> The exercise: Every entry must be echoed exactly.

> The records:
begin

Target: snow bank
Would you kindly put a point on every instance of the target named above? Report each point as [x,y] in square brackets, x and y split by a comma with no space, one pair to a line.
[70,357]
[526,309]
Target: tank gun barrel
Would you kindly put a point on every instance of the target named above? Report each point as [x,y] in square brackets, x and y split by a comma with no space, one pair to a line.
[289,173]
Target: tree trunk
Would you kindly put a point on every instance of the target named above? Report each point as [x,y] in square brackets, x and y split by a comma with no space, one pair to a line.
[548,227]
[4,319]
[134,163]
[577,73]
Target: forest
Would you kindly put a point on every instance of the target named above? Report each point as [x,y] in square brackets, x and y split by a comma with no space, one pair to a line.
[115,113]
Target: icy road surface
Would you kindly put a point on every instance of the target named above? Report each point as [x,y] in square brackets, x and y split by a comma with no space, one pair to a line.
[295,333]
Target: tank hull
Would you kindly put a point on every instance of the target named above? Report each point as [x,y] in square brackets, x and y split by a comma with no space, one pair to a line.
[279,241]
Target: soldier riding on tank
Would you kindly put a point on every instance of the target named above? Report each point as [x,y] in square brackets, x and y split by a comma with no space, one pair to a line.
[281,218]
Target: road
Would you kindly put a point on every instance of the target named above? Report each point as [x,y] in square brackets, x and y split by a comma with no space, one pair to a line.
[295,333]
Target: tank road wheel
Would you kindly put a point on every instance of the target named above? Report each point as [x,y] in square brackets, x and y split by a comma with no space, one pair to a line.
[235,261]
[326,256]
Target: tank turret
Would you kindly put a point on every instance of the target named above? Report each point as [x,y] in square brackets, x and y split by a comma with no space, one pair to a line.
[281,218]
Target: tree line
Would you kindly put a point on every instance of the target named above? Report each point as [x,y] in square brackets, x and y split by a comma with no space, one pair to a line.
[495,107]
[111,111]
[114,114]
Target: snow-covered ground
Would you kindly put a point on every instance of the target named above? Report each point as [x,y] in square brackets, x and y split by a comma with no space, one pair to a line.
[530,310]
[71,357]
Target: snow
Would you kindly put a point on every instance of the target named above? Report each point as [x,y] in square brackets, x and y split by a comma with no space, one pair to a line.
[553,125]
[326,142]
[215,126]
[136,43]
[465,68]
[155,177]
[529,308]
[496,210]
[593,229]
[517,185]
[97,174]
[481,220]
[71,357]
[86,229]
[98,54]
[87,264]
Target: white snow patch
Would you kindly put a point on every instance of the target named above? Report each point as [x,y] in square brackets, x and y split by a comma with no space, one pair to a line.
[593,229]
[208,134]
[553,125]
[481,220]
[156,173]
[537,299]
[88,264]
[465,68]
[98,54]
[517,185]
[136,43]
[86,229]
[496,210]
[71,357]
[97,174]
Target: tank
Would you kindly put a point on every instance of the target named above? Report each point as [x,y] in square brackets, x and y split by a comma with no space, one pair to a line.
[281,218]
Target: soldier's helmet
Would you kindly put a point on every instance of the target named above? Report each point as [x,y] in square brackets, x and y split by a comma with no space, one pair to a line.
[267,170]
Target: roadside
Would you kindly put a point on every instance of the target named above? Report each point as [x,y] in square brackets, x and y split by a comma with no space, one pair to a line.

end

> Exercise response:
Target: snow bank
Would you kindly put a point on every instance of the target named above? Report each point as [x,y] in square brackets, x and y split by a comma with no space, one pair to a line.
[70,357]
[526,309]
Target: tank gun barrel
Would you kindly put a point on every instance of the target named above? Report each point as [x,y] in square brackets, x and y split by a comma with no space, one pair to a line.
[289,173]
Target: tree trunk
Would you kindly put a point on every instance of the target named above? Report each point as [x,y] in square brackets, x and y split by a comma with no space, one pair to a line.
[548,227]
[4,319]
[134,163]
[577,73]
Target: forest
Would you kindly put a point on every instance of the target named above? Report each point as [x,y] in square brackets, x and y split by a comma with no space, one pair to a line.
[115,113]
Target: icy road surface
Would you kindly put a point on every instance of the target named above? Report each point as [x,y] in square brackets, x and y split by a comma with no space, one pair to a line.
[295,333]
Target: tank hull
Would you kindly put a point on every instance of the target named above? Report each point as [x,y] in square brackets, x and y split by a comma with no space, one pair to a line.
[279,241]
Target: soldier riding on tank
Would you kindly put a point on every instance of the target named above? Report each point as [x,y] in square brackets, x and y split by a comma with no space, one pair to a line.
[281,218]
Target: road
Would you kindly put a point on every instance of the target named above? Report each point as [x,y] in square brackets, x and y split by a comma with no space, one pair to a line.
[295,333]
Target: tank road wheel
Would you kindly put a point on every instance of the target named above? Report each point as [x,y] in square brackets, x and y split by a comma with no space, one pair to a line.
[235,261]
[326,256]
Target: tank turret
Would you kindly put a point on every instance of the target named above? Report each point as [x,y] in square brackets, x and y split by a comma with no space, one pair to a line.
[281,218]
Target: tree line
Would you kindly put a point on every instance of the target named above? Report each point as [x,y] in square brackets, x and y split by a comma with no space, one pair to a line.
[495,107]
[111,111]
[114,114]
Target: snow-covered ground
Would you kindly put a point on every instance of the target named above? Report each point as [x,y] in square brackets, x and y split by a comma with no space, one pair to a line.
[530,310]
[71,357]
Target: snow
Would you kindly put a point on every instance of the target named above? Report each point as [x,y] in square brackets, x and y split by a comma with no space, one pair to a line.
[553,125]
[326,142]
[215,126]
[136,43]
[465,68]
[155,177]
[529,308]
[496,210]
[593,229]
[517,185]
[97,174]
[481,220]
[71,357]
[86,229]
[98,54]
[87,264]
Target: white snow patch
Would you kindly put a point on every instance of the target named above? Report each point as [x,y] in square brackets, x and y split by a comma with no space, one pair to a line.
[593,229]
[208,134]
[553,125]
[481,220]
[156,173]
[537,299]
[88,264]
[465,68]
[98,54]
[517,185]
[136,43]
[86,229]
[496,210]
[71,357]
[97,174]
Target: tank
Would you kindly put a point on every instance of the target named above? Report each point as [x,y] in square brackets, x and y split by a comma with no space, one pair to a line.
[281,218]
Target: soldier's helmet
Would you kindly put a point on every instance of the target named above? Report each point as [x,y] in square brackets, x and y split by a comma with no space, one pair to a line.
[267,170]
Target: roadside
Would you kindly put a point on every instance of the target named above? Report each point as [x,y] in square brackets, x and y split by a comma with no space, one pair to a line.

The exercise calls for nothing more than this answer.